## Your instructions
Copy all lines in the material holding the string "below".
☆ ☆ ☆ ☆ ☆ ☆ ☆
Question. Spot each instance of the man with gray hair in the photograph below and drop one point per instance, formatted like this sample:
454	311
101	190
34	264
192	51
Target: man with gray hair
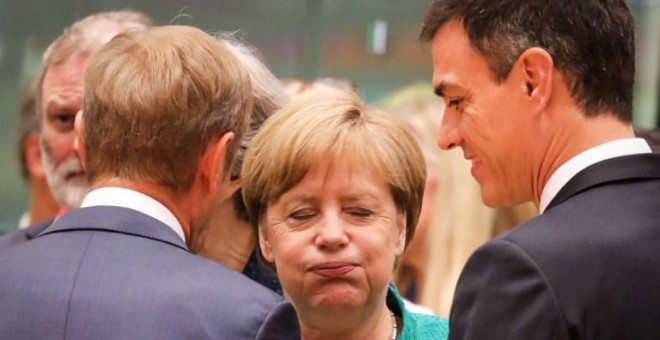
163	116
229	238
59	97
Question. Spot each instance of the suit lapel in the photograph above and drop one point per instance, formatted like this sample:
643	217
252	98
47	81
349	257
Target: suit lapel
633	167
36	229
116	219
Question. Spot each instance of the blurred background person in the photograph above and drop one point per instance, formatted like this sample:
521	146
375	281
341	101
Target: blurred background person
59	98
230	240
42	205
158	155
336	201
294	87
541	101
453	221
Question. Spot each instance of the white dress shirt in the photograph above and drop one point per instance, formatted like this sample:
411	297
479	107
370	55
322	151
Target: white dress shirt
617	148
131	199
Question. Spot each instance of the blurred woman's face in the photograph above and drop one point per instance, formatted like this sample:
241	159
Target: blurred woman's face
334	237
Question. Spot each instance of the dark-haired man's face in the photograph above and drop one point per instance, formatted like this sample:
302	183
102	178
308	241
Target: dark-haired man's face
486	119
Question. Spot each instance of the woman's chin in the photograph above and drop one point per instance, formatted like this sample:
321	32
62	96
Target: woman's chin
339	298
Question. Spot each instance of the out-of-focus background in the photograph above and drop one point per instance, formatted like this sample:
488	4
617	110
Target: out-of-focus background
370	42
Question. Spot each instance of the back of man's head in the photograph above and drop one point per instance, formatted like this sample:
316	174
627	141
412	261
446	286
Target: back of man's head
269	96
155	99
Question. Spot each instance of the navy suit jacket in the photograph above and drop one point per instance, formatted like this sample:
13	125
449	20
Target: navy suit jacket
20	236
115	273
587	268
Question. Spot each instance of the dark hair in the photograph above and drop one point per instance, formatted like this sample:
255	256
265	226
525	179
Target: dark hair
592	42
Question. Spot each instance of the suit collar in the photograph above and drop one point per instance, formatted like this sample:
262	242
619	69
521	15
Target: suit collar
116	219
632	167
36	229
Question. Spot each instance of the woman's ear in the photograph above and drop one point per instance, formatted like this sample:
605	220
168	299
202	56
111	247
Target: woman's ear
534	68
264	244
212	164
400	244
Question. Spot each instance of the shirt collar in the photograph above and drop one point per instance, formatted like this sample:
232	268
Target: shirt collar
131	199
561	176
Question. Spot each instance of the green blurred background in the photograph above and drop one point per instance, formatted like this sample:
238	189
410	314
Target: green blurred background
304	39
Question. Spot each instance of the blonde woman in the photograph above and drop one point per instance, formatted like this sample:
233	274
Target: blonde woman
335	189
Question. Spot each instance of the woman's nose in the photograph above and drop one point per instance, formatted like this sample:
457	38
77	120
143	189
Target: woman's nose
331	233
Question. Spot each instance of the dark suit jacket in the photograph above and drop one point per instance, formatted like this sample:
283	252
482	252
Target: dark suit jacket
20	236
587	268
115	273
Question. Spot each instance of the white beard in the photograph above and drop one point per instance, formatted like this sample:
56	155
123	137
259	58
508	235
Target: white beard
68	191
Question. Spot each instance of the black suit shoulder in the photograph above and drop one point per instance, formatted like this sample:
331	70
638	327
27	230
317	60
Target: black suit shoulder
587	268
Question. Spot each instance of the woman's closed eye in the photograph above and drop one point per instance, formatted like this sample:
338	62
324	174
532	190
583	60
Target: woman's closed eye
359	212
302	214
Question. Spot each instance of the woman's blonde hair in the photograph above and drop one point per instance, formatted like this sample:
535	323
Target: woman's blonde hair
322	124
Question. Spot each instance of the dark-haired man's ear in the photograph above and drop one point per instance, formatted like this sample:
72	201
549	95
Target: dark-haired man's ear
536	69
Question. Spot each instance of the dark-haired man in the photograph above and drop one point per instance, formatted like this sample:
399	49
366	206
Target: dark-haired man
539	97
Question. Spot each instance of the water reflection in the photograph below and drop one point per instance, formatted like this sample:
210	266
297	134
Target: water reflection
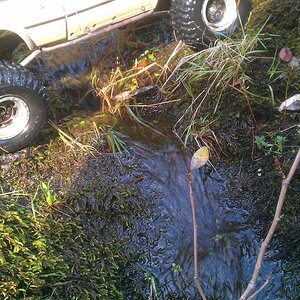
227	246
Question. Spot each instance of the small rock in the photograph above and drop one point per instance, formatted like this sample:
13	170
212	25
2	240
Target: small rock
285	54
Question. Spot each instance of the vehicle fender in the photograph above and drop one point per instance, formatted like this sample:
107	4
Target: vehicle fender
154	3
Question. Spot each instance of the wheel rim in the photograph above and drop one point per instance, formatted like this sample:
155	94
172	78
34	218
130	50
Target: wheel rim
219	15
14	116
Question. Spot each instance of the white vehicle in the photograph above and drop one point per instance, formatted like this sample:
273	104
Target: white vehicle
46	25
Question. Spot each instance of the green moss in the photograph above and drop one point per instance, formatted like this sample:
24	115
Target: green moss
283	23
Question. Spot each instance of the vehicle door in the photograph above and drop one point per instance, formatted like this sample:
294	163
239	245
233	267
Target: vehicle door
89	15
85	16
44	20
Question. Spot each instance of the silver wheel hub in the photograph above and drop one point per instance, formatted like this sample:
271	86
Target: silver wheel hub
14	116
219	15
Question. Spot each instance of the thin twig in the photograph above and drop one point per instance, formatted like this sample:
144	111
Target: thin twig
261	288
196	279
285	183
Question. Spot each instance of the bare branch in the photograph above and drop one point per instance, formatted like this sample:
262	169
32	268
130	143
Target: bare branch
196	279
261	288
284	187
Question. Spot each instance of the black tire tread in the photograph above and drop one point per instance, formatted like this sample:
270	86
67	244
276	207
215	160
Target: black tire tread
12	74
182	21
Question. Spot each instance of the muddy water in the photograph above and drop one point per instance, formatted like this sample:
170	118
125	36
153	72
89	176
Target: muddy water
227	246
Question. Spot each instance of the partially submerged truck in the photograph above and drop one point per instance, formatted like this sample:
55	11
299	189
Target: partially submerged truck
47	25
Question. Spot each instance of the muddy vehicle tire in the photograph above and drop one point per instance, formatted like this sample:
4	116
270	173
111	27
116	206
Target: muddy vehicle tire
22	107
197	22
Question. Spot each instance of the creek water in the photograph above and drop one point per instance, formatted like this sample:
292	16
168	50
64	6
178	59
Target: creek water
227	246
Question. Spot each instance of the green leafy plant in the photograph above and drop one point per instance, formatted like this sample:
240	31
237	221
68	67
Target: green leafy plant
271	145
49	196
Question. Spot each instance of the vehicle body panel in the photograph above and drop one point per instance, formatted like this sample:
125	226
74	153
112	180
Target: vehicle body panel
43	22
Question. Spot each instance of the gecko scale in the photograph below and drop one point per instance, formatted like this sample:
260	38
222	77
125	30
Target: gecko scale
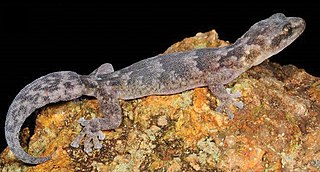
158	75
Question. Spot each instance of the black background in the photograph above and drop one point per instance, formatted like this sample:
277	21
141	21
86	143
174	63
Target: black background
36	39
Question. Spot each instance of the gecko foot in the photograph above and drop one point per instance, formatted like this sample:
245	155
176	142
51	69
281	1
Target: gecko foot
227	100
90	132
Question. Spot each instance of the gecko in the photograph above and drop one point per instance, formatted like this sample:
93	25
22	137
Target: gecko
159	75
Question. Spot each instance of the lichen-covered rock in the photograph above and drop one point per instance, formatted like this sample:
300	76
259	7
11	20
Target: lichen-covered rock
278	128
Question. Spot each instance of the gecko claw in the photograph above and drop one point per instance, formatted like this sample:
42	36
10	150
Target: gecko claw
90	134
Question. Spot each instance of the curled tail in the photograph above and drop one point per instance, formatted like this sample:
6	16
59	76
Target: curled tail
54	87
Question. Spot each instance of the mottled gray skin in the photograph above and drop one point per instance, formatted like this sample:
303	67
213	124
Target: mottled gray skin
159	75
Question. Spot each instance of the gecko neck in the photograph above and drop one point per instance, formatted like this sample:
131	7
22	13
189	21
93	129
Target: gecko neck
249	52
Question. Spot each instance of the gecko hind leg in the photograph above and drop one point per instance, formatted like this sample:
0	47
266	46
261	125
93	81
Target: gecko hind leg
226	98
91	133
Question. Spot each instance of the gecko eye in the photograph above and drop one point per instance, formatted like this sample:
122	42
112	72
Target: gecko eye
287	29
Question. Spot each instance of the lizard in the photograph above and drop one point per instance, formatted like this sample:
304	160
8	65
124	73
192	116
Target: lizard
159	75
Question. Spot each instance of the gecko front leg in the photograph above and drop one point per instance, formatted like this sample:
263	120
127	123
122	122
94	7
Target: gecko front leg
92	131
216	84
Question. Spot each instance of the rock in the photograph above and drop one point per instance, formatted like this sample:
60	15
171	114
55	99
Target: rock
278	128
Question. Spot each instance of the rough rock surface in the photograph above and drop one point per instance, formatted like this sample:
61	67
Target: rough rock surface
277	130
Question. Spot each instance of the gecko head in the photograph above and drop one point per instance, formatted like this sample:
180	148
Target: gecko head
273	34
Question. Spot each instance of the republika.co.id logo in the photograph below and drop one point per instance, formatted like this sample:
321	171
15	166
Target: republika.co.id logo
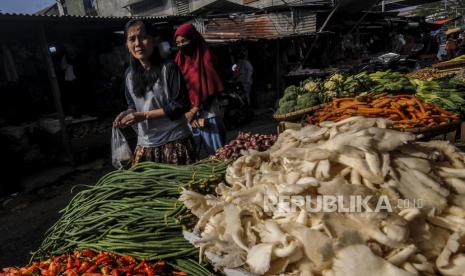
333	203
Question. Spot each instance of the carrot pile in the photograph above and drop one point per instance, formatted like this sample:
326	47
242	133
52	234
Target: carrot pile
91	263
406	111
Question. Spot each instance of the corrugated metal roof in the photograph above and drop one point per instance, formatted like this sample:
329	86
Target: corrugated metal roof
20	16
399	4
262	26
182	6
276	4
24	24
223	7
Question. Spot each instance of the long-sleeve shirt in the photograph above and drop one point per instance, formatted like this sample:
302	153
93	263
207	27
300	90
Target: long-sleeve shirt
168	93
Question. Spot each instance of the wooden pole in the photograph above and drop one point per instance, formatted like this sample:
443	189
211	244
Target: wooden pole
56	93
278	73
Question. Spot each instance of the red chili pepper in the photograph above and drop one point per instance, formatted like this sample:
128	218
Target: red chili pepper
53	269
71	272
92	269
84	266
148	269
105	271
69	265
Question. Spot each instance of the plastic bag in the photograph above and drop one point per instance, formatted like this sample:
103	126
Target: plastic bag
121	154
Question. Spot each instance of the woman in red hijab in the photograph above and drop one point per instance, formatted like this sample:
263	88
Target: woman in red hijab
203	82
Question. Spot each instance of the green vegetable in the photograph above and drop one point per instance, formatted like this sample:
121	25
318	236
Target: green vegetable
134	212
287	107
306	100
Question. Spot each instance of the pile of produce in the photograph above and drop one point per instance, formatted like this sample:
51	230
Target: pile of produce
429	74
448	94
244	141
312	92
405	110
392	82
91	263
266	217
133	213
296	98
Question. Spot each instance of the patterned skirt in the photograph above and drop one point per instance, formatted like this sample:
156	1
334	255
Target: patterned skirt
180	152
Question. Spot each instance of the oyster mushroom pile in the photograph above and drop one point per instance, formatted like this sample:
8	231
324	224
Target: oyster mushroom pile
357	157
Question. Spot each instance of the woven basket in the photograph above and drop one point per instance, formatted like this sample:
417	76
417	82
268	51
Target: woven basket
296	115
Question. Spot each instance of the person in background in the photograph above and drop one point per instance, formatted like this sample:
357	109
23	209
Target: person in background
157	101
243	69
461	44
451	47
204	83
441	38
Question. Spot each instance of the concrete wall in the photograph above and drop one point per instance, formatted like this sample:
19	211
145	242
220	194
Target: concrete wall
75	7
112	8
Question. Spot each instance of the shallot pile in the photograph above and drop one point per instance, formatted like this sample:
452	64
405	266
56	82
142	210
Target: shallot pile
244	141
354	157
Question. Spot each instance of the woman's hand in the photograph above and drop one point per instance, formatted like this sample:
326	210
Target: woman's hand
191	114
132	118
117	122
☆ ☆ ☆ ☆ ☆ ☆ ☆
## Final answer
Question. Spot each instance of the man with gray hair in the photograph below and drop one point per instance, formatted like this sample:
Question. Spot each instance of the water reflection in the photograph below and drop one point per instance, formatted like this sample:
Question. Spot each instance of the gecko scale in the photograph below and drop one point per instance, formatted like this sample:
Question. Spot each instance of the republika.co.id logo in the photograph below and drop one point per instance, formatted like this sample:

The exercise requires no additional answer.